» Selected text
=-=-=
We speak with Dr. Waleed Al Zamil, Professor of Urban Planning at King Saud University, who has long championed a human-centred approach to city development.

Mariam Elmiesiry

Designing a Riyadh That Doesn’t Grow Old

In the 1930s, American industrialist Henry Ford set out to build a perfect city in the middle of the Amazon. It was called Fordlândia, an attempt to create a rubber-producing town that would mirror American values, complete with tidy houses, paved roads, and hamburgers in the canteen.
But the forest resisted. The soil wasn’t suited to rubber trees, the workers clashed with imported rules, and the town quickly fell apart. Fordlândia became a cautionary tale: a city designed without understanding its people or its place.

Decades later, Brazil tried again in the same region, this time with better maps and modern ideals. But the result was much the same.

Urban planning, it turns out, isn’t just about roads, grids and buildings. It’s about understanding how people live, what they need and how communities grow over time.

So, whether in the jungles of Brazil or the deserts of Arabia, the question persists: are we building for people, or are we drawing lines on paper?

At the edge of Riyadh, where broad boulevards carve into desert land and sleek façades rise in formation, Saudi Arabia is visibly in motion. Yet motion alone does not make a city. Nor does scale, or speed.

We spoke to Dr. Waleed Al Zamil, Professor of Urban Planning at King Saud University, who has long championed a human-centred approach to city development. In this in-depth conversation, he reflects on the future of Saudi cities - from housing reform and spatial justice to participatory planning and preserving cultural identity amid rapid modernisation.

You’ve stated that “developing the physical environment can lead to human development.” But in cities like Riyadh and Jeddah, do you see that development taking a genuinely human-centred direction - or is it still fundamentally material and investment-driven?
=-=-=
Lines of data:

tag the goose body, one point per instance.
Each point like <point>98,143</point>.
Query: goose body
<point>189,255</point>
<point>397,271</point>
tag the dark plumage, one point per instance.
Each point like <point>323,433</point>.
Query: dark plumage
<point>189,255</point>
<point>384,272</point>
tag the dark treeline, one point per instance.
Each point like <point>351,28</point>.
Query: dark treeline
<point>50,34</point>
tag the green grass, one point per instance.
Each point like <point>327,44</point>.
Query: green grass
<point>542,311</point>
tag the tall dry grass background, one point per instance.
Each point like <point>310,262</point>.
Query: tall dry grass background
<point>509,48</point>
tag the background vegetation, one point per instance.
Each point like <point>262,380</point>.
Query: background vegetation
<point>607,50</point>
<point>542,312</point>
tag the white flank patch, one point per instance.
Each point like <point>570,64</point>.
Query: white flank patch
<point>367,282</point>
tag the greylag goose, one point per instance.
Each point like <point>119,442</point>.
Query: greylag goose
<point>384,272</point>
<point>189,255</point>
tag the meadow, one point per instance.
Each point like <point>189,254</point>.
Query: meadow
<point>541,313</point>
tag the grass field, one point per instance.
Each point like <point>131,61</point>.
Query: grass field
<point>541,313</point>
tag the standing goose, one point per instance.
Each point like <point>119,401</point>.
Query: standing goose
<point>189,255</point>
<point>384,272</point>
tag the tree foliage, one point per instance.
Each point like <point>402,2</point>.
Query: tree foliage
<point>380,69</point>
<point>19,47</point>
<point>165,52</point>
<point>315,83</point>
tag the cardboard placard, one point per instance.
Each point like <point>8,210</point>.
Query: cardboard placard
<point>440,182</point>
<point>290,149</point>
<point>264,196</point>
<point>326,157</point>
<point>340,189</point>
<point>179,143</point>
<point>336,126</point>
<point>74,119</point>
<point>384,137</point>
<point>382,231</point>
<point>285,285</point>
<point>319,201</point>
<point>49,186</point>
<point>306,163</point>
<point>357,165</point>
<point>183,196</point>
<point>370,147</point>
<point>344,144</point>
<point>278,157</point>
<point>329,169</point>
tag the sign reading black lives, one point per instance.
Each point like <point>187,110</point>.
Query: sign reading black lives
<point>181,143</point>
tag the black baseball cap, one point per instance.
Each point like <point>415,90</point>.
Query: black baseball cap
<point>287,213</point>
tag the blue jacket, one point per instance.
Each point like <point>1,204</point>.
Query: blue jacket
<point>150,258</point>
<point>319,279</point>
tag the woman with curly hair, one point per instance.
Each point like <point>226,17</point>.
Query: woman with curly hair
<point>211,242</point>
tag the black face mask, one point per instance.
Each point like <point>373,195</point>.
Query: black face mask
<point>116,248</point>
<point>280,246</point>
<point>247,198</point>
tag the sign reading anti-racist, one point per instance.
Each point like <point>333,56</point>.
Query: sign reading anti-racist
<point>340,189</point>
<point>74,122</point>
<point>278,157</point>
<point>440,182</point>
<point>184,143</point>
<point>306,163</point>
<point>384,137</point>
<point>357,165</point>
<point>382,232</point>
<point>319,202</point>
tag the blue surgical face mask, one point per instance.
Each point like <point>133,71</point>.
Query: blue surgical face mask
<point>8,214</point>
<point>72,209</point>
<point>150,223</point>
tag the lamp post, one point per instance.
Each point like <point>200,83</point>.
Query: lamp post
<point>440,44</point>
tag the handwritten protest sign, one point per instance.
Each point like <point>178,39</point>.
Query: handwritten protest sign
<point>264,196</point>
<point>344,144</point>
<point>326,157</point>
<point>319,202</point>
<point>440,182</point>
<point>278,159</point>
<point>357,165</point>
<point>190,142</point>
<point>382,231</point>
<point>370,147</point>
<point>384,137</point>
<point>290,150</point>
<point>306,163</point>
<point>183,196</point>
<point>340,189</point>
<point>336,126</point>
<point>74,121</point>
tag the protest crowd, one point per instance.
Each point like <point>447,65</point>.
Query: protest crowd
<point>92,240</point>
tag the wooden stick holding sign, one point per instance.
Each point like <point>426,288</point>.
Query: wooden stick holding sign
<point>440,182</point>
=-=-=
» Directives
1. In the Riyadh urban planning interview, what was Fordlândia meant to produce?
2. Which topics does the Riyadh urban planning interview say Dr. Waleed Al Zamil reflects on regarding the future of Saudi cities? List all of them.
3. Can you rewrite the paragraph of the Riyadh urban planning interview beginning "In the 1930s, American industrialist" more briefly, keeping its main facts?

» Task-by-task outputs
1. Rubber.

2.
- Housing reform
- Spatial justice
- Participatory planning
- Preserving cultural identity amid rapid modernization

3. In the 1930s, Henry Ford tried to build Fordlândia, a perfect rubber-producing town in the Amazon that would mirror American values, with tidy houses, paved roads and hamburgers in the canteen.